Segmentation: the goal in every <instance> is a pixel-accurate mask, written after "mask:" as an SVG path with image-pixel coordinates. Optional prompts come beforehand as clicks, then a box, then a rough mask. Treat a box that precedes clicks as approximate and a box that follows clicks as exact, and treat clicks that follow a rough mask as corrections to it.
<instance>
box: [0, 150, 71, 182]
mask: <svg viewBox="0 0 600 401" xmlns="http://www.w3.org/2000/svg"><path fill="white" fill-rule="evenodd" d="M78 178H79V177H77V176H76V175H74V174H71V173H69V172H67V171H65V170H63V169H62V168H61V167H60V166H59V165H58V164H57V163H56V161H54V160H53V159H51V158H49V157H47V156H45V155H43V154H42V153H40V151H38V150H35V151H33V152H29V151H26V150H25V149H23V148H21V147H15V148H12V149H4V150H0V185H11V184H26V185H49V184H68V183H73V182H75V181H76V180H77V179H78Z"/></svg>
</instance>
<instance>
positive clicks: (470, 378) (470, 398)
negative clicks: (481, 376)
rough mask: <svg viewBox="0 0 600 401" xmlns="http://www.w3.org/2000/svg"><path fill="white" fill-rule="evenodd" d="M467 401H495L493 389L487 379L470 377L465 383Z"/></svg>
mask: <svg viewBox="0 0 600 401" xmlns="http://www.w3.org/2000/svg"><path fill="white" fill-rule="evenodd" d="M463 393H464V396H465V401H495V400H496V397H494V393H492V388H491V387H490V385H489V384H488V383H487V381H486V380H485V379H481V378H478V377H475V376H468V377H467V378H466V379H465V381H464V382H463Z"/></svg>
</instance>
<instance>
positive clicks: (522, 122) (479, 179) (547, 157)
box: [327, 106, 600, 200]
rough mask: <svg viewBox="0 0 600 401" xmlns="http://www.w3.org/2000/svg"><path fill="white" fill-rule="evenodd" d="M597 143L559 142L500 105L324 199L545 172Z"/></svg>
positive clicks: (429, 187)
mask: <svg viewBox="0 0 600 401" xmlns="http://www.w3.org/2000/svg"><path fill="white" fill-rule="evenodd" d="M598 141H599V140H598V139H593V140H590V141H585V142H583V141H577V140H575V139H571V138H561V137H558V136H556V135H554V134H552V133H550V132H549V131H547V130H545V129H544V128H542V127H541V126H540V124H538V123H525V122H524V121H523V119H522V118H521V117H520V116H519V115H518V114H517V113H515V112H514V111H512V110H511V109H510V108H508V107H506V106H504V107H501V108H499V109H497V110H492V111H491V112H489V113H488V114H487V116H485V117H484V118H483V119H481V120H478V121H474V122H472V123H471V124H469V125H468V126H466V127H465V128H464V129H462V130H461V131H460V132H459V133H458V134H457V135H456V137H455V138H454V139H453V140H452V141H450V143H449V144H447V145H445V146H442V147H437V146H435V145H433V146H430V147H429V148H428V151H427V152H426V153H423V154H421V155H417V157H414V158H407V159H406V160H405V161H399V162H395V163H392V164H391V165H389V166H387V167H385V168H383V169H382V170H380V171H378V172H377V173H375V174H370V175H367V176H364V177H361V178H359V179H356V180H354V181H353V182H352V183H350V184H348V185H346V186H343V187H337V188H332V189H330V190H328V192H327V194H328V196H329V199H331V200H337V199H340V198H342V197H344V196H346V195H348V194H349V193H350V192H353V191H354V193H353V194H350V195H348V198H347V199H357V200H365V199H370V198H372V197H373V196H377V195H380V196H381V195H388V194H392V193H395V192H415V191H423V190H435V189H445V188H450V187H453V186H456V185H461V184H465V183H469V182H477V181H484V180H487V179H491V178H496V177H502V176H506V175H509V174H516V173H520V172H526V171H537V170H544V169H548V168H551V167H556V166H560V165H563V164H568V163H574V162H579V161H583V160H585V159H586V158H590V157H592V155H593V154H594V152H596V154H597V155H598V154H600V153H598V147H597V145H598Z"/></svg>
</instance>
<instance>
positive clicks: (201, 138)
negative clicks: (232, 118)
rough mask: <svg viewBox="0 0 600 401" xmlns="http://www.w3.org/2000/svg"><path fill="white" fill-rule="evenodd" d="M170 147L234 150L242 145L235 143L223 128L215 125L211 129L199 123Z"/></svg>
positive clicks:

┄┄┄┄┄┄┄┄┄┄

#### Brief:
Filter the records down to the lines that contain the string "negative", and copy those lines.

#### Reply to the task:
negative clicks: (481, 376)
negative clicks: (232, 118)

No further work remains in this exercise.